# The task:
Exactly as written, transcribe the lines that run from the one containing "Detect ankle in" to the end of the records below.

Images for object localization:
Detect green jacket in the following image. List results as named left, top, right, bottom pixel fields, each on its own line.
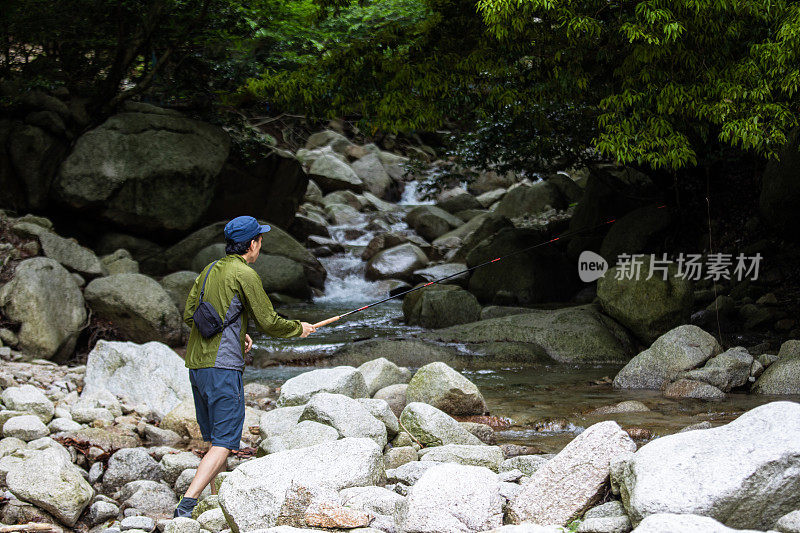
left=183, top=254, right=303, bottom=370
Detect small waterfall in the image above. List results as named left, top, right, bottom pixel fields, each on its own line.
left=399, top=179, right=435, bottom=206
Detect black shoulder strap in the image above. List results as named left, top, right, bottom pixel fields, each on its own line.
left=199, top=260, right=220, bottom=302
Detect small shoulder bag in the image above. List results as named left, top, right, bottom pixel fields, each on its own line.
left=192, top=260, right=226, bottom=338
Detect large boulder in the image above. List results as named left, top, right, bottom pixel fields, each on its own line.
left=466, top=227, right=576, bottom=305
left=399, top=402, right=483, bottom=446
left=37, top=230, right=106, bottom=277
left=613, top=401, right=800, bottom=529
left=54, top=104, right=230, bottom=232
left=599, top=204, right=671, bottom=266
left=613, top=325, right=722, bottom=390
left=402, top=284, right=481, bottom=329
left=85, top=273, right=183, bottom=345
left=160, top=271, right=199, bottom=315
left=305, top=130, right=354, bottom=153
left=564, top=164, right=659, bottom=258
left=752, top=341, right=800, bottom=394
left=495, top=181, right=565, bottom=218
left=597, top=255, right=694, bottom=345
left=202, top=149, right=308, bottom=232
left=350, top=153, right=395, bottom=199
left=425, top=304, right=637, bottom=364
left=406, top=205, right=464, bottom=242
left=103, top=447, right=164, bottom=492
left=309, top=154, right=363, bottom=193
left=161, top=398, right=203, bottom=440
left=259, top=406, right=306, bottom=440
left=679, top=346, right=754, bottom=392
left=299, top=392, right=387, bottom=448
left=405, top=362, right=486, bottom=416
left=366, top=243, right=429, bottom=282
left=759, top=127, right=800, bottom=238
left=276, top=366, right=369, bottom=407
left=0, top=257, right=86, bottom=361
left=118, top=479, right=178, bottom=518
left=356, top=358, right=411, bottom=396
left=165, top=221, right=326, bottom=289
left=436, top=188, right=482, bottom=214
left=508, top=421, right=636, bottom=526
left=218, top=437, right=384, bottom=532
left=411, top=263, right=470, bottom=288
left=82, top=340, right=192, bottom=418
left=398, top=464, right=503, bottom=533
left=258, top=420, right=340, bottom=455
left=420, top=444, right=504, bottom=472
left=6, top=448, right=94, bottom=527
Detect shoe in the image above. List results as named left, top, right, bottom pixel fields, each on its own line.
left=173, top=497, right=198, bottom=518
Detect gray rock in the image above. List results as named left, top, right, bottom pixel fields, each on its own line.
left=71, top=406, right=115, bottom=424
left=631, top=513, right=763, bottom=532
left=121, top=515, right=156, bottom=531
left=144, top=424, right=182, bottom=446
left=402, top=284, right=482, bottom=329
left=597, top=256, right=693, bottom=345
left=1, top=384, right=55, bottom=423
left=663, top=378, right=726, bottom=400
left=339, top=485, right=404, bottom=516
left=357, top=358, right=411, bottom=396
left=776, top=510, right=800, bottom=533
left=366, top=243, right=430, bottom=282
left=277, top=366, right=369, bottom=407
left=104, top=448, right=164, bottom=492
left=102, top=249, right=140, bottom=275
left=586, top=401, right=650, bottom=416
left=83, top=340, right=192, bottom=418
left=160, top=271, right=199, bottom=315
left=0, top=257, right=86, bottom=361
left=500, top=455, right=549, bottom=477
left=305, top=130, right=354, bottom=153
left=386, top=461, right=440, bottom=486
left=384, top=446, right=417, bottom=470
left=420, top=444, right=504, bottom=471
left=508, top=421, right=636, bottom=526
left=218, top=437, right=384, bottom=531
left=90, top=500, right=120, bottom=525
left=259, top=406, right=306, bottom=439
left=680, top=346, right=753, bottom=392
left=351, top=153, right=394, bottom=199
left=49, top=417, right=83, bottom=433
left=405, top=205, right=463, bottom=242
left=160, top=451, right=201, bottom=485
left=89, top=461, right=104, bottom=483
left=196, top=508, right=226, bottom=533
left=461, top=421, right=496, bottom=445
left=54, top=108, right=230, bottom=232
left=38, top=230, right=106, bottom=277
left=164, top=517, right=202, bottom=533
left=6, top=447, right=94, bottom=526
left=753, top=344, right=800, bottom=395
left=598, top=204, right=671, bottom=267
left=299, top=392, right=387, bottom=448
left=258, top=420, right=339, bottom=455
left=437, top=189, right=482, bottom=214
left=613, top=325, right=722, bottom=390
left=495, top=181, right=564, bottom=218
left=613, top=401, right=800, bottom=529
left=405, top=362, right=486, bottom=416
left=84, top=274, right=183, bottom=346
left=356, top=398, right=399, bottom=438
left=3, top=415, right=49, bottom=441
left=399, top=402, right=482, bottom=447
left=309, top=154, right=363, bottom=193
left=118, top=480, right=178, bottom=518
left=576, top=515, right=631, bottom=533
left=373, top=384, right=408, bottom=418
left=425, top=304, right=637, bottom=365
left=397, top=463, right=503, bottom=533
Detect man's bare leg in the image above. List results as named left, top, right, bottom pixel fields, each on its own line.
left=184, top=445, right=231, bottom=499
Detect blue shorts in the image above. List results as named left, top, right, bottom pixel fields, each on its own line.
left=189, top=368, right=245, bottom=451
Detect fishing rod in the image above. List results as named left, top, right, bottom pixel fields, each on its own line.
left=311, top=204, right=668, bottom=329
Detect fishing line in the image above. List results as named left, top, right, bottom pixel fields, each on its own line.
left=311, top=204, right=668, bottom=329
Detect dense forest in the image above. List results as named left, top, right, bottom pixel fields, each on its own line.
left=3, top=0, right=798, bottom=175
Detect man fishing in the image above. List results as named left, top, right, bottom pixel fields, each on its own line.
left=174, top=215, right=316, bottom=518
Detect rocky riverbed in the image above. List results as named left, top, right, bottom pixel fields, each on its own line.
left=2, top=105, right=800, bottom=532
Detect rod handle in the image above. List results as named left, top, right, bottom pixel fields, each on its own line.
left=312, top=315, right=341, bottom=329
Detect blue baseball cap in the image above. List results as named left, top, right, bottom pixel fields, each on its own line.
left=224, top=216, right=271, bottom=243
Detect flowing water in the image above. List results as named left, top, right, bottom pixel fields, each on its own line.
left=246, top=181, right=799, bottom=452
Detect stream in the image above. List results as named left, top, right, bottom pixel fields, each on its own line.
left=245, top=181, right=798, bottom=453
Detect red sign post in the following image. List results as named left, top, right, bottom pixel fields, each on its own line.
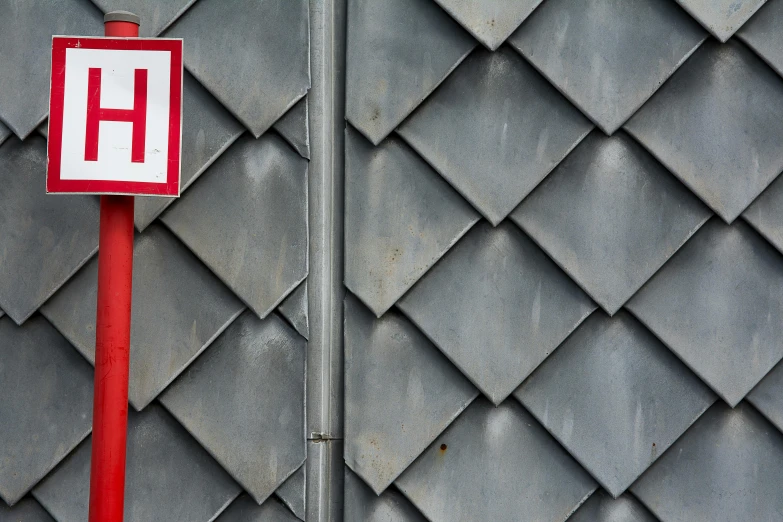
left=46, top=11, right=183, bottom=521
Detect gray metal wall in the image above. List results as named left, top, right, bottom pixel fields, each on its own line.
left=2, top=0, right=783, bottom=521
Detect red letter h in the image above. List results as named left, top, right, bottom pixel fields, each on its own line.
left=85, top=68, right=148, bottom=163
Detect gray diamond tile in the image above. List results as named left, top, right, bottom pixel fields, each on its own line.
left=0, top=497, right=55, bottom=522
left=279, top=280, right=309, bottom=340
left=676, top=0, right=766, bottom=42
left=344, top=468, right=426, bottom=522
left=512, top=131, right=711, bottom=315
left=632, top=401, right=783, bottom=522
left=748, top=361, right=783, bottom=432
left=217, top=495, right=299, bottom=522
left=0, top=315, right=93, bottom=506
left=398, top=47, right=593, bottom=225
left=162, top=133, right=308, bottom=318
left=509, top=0, right=706, bottom=135
left=0, top=0, right=103, bottom=138
left=33, top=404, right=240, bottom=522
left=346, top=0, right=476, bottom=145
left=434, top=0, right=543, bottom=51
left=625, top=39, right=783, bottom=223
left=0, top=137, right=99, bottom=325
left=516, top=311, right=716, bottom=497
left=0, top=122, right=10, bottom=147
left=274, top=97, right=310, bottom=160
left=91, top=0, right=196, bottom=36
left=165, top=0, right=309, bottom=137
left=344, top=295, right=478, bottom=494
left=396, top=398, right=597, bottom=522
left=398, top=221, right=596, bottom=404
left=275, top=465, right=305, bottom=521
left=35, top=121, right=48, bottom=139
left=345, top=127, right=480, bottom=317
left=738, top=0, right=783, bottom=77
left=627, top=219, right=783, bottom=407
left=568, top=490, right=657, bottom=522
left=134, top=71, right=245, bottom=232
left=743, top=173, right=783, bottom=254
left=40, top=224, right=244, bottom=410
left=160, top=311, right=305, bottom=504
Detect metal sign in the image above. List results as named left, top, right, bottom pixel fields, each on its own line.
left=47, top=36, right=183, bottom=196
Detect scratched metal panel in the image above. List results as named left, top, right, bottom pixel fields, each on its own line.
left=275, top=465, right=305, bottom=521
left=278, top=280, right=310, bottom=340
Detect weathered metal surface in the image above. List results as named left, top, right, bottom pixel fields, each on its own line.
left=568, top=490, right=657, bottom=522
left=738, top=0, right=783, bottom=77
left=398, top=221, right=595, bottom=404
left=512, top=131, right=711, bottom=314
left=675, top=0, right=767, bottom=42
left=628, top=219, right=783, bottom=407
left=345, top=0, right=475, bottom=145
left=510, top=0, right=706, bottom=134
left=216, top=494, right=299, bottom=522
left=396, top=398, right=596, bottom=522
left=165, top=0, right=310, bottom=137
left=0, top=497, right=55, bottom=522
left=0, top=316, right=93, bottom=506
left=162, top=133, right=308, bottom=319
left=306, top=440, right=344, bottom=522
left=40, top=224, right=245, bottom=410
left=274, top=97, right=310, bottom=160
left=0, top=137, right=99, bottom=325
left=160, top=311, right=306, bottom=504
left=344, top=295, right=477, bottom=493
left=345, top=126, right=479, bottom=316
left=625, top=39, right=783, bottom=223
left=344, top=468, right=426, bottom=522
left=0, top=0, right=103, bottom=138
left=33, top=405, right=241, bottom=522
left=0, top=122, right=10, bottom=147
left=90, top=0, right=195, bottom=36
left=278, top=280, right=310, bottom=340
left=434, top=0, right=542, bottom=51
left=134, top=72, right=245, bottom=232
left=275, top=465, right=305, bottom=521
left=743, top=173, right=783, bottom=254
left=398, top=47, right=592, bottom=225
left=516, top=311, right=715, bottom=497
left=748, top=361, right=783, bottom=433
left=632, top=401, right=783, bottom=521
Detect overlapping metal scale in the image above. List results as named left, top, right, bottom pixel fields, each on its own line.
left=4, top=0, right=783, bottom=520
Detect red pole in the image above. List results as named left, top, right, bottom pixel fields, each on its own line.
left=88, top=11, right=139, bottom=522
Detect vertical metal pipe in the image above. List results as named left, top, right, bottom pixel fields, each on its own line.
left=307, top=0, right=346, bottom=519
left=88, top=12, right=139, bottom=522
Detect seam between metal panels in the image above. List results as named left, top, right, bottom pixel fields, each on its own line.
left=306, top=0, right=346, bottom=520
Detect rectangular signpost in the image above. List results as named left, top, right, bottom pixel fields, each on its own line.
left=47, top=11, right=183, bottom=522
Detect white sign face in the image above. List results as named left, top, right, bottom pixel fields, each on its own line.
left=48, top=37, right=183, bottom=196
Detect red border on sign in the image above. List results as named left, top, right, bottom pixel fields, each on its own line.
left=47, top=37, right=183, bottom=196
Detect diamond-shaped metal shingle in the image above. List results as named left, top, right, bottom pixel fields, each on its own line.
left=160, top=311, right=305, bottom=504
left=398, top=47, right=592, bottom=225
left=627, top=219, right=783, bottom=407
left=434, top=0, right=543, bottom=51
left=164, top=0, right=309, bottom=137
left=162, top=133, right=308, bottom=319
left=743, top=173, right=783, bottom=254
left=738, top=0, right=783, bottom=77
left=216, top=495, right=299, bottom=522
left=33, top=404, right=241, bottom=522
left=345, top=127, right=479, bottom=317
left=748, top=361, right=783, bottom=432
left=275, top=465, right=305, bottom=521
left=510, top=0, right=706, bottom=135
left=344, top=295, right=478, bottom=494
left=632, top=401, right=783, bottom=521
left=274, top=97, right=310, bottom=160
left=512, top=131, right=711, bottom=314
left=0, top=0, right=103, bottom=138
left=41, top=224, right=244, bottom=410
left=134, top=72, right=245, bottom=231
left=345, top=0, right=475, bottom=145
left=278, top=281, right=309, bottom=340
left=675, top=0, right=767, bottom=42
left=0, top=316, right=93, bottom=506
left=0, top=497, right=55, bottom=522
left=568, top=490, right=657, bottom=522
left=396, top=398, right=596, bottom=522
left=0, top=137, right=99, bottom=325
left=625, top=39, right=783, bottom=223
left=398, top=221, right=595, bottom=404
left=516, top=311, right=715, bottom=497
left=90, top=0, right=194, bottom=36
left=0, top=122, right=10, bottom=148
left=344, top=468, right=426, bottom=522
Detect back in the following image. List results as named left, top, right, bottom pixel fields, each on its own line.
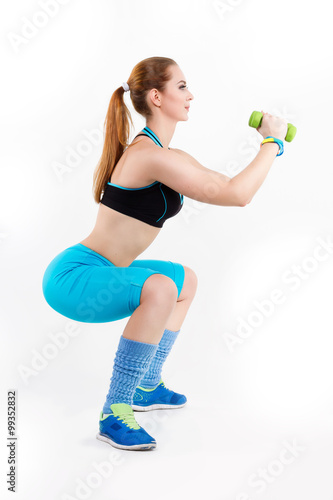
left=79, top=128, right=182, bottom=266
left=100, top=127, right=184, bottom=228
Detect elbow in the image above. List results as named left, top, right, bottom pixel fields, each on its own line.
left=238, top=189, right=252, bottom=207
left=239, top=198, right=251, bottom=207
left=237, top=193, right=250, bottom=207
left=228, top=180, right=250, bottom=207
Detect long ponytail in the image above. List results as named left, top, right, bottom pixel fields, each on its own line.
left=92, top=56, right=177, bottom=203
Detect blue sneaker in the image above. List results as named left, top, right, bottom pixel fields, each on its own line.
left=132, top=379, right=187, bottom=411
left=96, top=403, right=156, bottom=450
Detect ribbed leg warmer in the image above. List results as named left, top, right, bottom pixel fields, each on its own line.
left=137, top=328, right=180, bottom=389
left=103, top=336, right=158, bottom=413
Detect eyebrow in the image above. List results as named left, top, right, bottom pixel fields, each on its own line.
left=177, top=80, right=187, bottom=84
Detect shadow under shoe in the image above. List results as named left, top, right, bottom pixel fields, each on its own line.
left=96, top=402, right=156, bottom=451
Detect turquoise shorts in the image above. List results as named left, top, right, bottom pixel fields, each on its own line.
left=42, top=243, right=185, bottom=323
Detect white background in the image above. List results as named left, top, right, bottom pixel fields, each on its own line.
left=1, top=0, right=333, bottom=499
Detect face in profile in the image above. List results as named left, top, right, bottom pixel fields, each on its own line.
left=152, top=65, right=194, bottom=121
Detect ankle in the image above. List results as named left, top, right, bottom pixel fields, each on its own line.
left=138, top=378, right=162, bottom=390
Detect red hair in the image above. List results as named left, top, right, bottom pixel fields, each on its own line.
left=92, top=56, right=177, bottom=203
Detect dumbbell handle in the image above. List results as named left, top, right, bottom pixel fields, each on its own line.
left=248, top=111, right=297, bottom=142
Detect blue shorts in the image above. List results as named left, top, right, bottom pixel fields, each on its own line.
left=42, top=243, right=185, bottom=323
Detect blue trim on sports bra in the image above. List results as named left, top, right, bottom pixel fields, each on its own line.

# Exercise solution:
Detect ankle in the image above. List results as named left, top, right, bottom pixel fields, each on its own line.
left=138, top=378, right=162, bottom=390
Detect red hair in the image above. List results as named left, top, right, bottom pixel fields, each on its own line.
left=92, top=56, right=177, bottom=203
Detect dumbbell handle in the image above. List results as named left, top, right, bottom pixel fields, each on its own line.
left=248, top=111, right=297, bottom=142
Detect blue shorts in the image above. List results as named left, top, right, bottom pixel fields, each on its own line.
left=42, top=243, right=185, bottom=323
Detect blue trim on sports bra in the image above. List results as named left, top, right, bottom pixel fields, each on its own line.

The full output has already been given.